-- Supplied records follows --
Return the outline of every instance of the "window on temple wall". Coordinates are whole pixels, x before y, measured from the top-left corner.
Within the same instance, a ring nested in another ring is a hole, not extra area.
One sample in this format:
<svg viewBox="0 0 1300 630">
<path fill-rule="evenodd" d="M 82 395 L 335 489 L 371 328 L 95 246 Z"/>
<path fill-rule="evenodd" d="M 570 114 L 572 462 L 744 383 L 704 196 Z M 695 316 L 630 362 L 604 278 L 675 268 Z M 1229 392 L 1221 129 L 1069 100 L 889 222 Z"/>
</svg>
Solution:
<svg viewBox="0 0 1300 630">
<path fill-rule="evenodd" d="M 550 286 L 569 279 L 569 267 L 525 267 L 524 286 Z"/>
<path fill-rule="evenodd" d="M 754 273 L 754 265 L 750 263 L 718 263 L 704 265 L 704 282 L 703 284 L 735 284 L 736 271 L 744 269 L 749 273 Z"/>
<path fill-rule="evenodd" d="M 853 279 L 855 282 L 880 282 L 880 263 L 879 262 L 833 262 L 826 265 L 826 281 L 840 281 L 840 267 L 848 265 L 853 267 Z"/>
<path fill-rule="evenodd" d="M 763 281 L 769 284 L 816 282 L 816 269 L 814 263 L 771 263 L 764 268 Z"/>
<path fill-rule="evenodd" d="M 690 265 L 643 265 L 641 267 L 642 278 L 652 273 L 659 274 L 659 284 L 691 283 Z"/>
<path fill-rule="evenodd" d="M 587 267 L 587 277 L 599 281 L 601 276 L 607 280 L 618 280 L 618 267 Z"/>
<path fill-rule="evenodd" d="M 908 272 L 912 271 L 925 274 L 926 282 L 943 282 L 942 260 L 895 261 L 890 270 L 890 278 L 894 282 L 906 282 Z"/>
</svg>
-- Supplied records concluded --
-- Supplied records follows --
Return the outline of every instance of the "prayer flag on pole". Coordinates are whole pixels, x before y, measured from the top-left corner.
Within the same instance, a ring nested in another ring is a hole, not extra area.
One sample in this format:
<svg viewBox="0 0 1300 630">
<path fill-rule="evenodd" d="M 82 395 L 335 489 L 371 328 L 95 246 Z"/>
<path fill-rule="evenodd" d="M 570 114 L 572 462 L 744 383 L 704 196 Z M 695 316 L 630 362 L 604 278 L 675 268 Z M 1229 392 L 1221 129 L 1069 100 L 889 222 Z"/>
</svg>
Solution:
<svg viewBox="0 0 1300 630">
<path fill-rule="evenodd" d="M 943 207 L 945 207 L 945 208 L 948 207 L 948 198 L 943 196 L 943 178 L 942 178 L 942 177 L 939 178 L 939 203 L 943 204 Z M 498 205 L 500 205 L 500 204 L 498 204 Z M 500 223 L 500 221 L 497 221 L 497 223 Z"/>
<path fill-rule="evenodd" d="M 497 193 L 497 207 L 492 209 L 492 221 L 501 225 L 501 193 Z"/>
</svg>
-- Supplied records concluded --
* [Instructions to follow] Within the entries, count the lines that contain the word "left". Give that number and no more.

* [Exercise solution] 2